● **WHAT THE EXERCISE ASKS**: Reproduce the stretch of the forum thread on focus and attention issues from "# Focus and" through "Noelle sits straight.", renaming "Noelle" to "Bella" wherever it occurs.

● **DOCUMENT TEXT**:

########################################

# Focus and Attention Issues



## Click-N-Treat (Nov 9, 2015)

I've been trying to figure out why Noelle's attention checks out during rally and obedience. I did an experiment today and made a discovery.

Focus. Noelle looks at me.
Heel. Noelle's eyes are on me, head up, moving with me.
I stop. Noelle sits straight.
And, pow! Noelle's attention disappears. 
If on leash, she looks away or sniffs the floor. If off leash, she wanders away.
Redirect. 
Rinse, repeat.

Why is this happening? Did I accidentally train Noelle that after she gets a treat she can run off and do as she pleases? And if I did, how do I fix it? How do I teach Noelle to stay focused on me until I release her, and not to release herself?


----------



## Skylar (Jul 29, 2016)

I’ve noticed something similar. As you know you keep training your dog to get better and better at heeling, it never stops. So I like to have heeling training sessions regularly. When I do this I stop and go into a slight.dip while I treat her by holding the treat on my leg so her head is turned towards me. I always use soft food and a small amount so it’s easy to swallow. She always turns her head away from me as she eats it so I wait till she turns her head back towards me again and I have eye contact before I start heeling again. I find it frustrating and I don’t know why she does it. I do see many other dogs doing something similar but I also see other dogs which maintain eye contact and their owners can treat as they continuously heel. Our heeling is heel a bit and stop, treat, wait to eat, wait to get focus back then repeat over and over. 

I’m glad I’m not the only one dealing with this kind of issue. I look forward to hearing what others suggest


----------



## Click-N-Treat (Nov 9, 2015)

Skylar, so glad to know I'm not alone. It's like I trained Noelle that the treat means Exercise Finished. 

What I think I'm training is: focus your attention on me, good dog, great job, here's a reward for being focused and good, let's keep working.

What I am actually training: Focus, treat, whew, all done working now, what's that on the floor?


----------



## reraven123 (Jul 21, 2017)

With clicker training, the click ends the behavior, so she would be allowed to lose focus after the treat. If you want sustained attention after the treat you have to train a marker reward which does not end the behavior, or else get her attention back immediately after the release (click/treat).


----------



## lily cd re (Jul 23, 2012)

I would do lots of what I call the "five cookie" game with her. You need five really good treats. Have Noelle at heel and on leash so she can't trot off. Start is a familiar and nondistracting environment and show her the treats in your left hand. Lower your hand and left her take one treat while showing that there are more so she learns to eat with her head up and keeping eye contact. Give her the five treats one at a time and then release her to jump up or to play interactively with you, nothing that will take her attention away from you. As she gets the idea of the game you will have her maintain the heads up eye contact longer and longer (duration) and then as her duration sticks add distractions (mild ones at first) and so forth as you know how to do. If you practice this a lot you will get rid of that checking out behavior.

########################################

● **DATA BLOCK**:
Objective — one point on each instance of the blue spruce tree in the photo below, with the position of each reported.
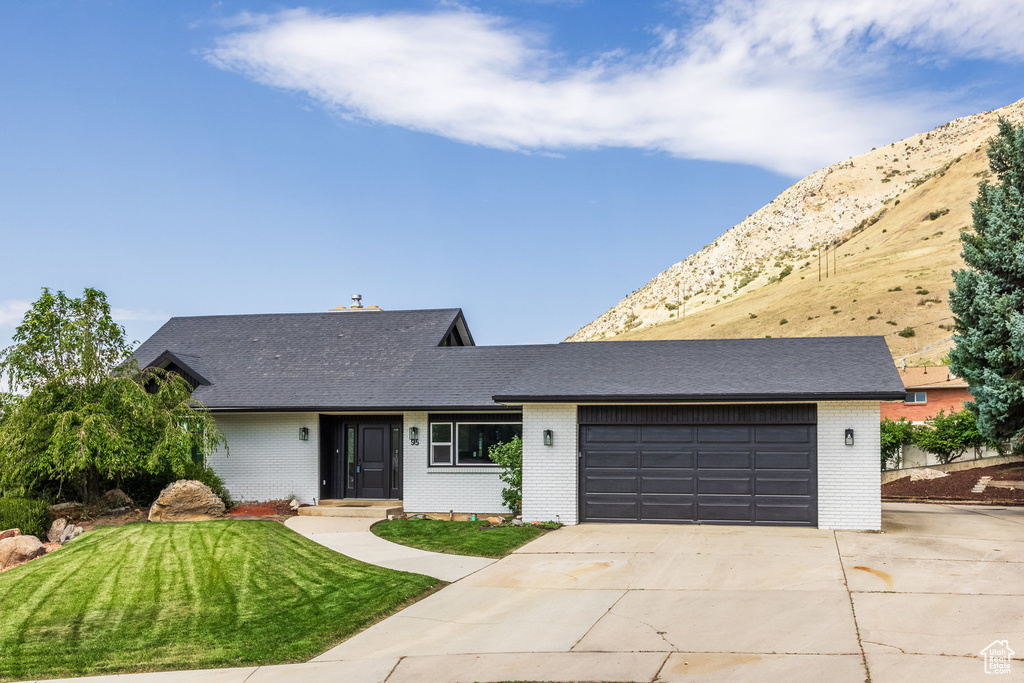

########################################

● **THE REPLY**:
# Focus and Attention Issues



## Click-N-Treat (Nov 9, 2015)

I've been trying to figure out why Bella's attention checks out during rally and obedience. I did an experiment today and made a discovery.

Focus. Bella looks at me.
Heel. Bella's eyes are on me, head up, moving with me.
I stop. Bella sits straight.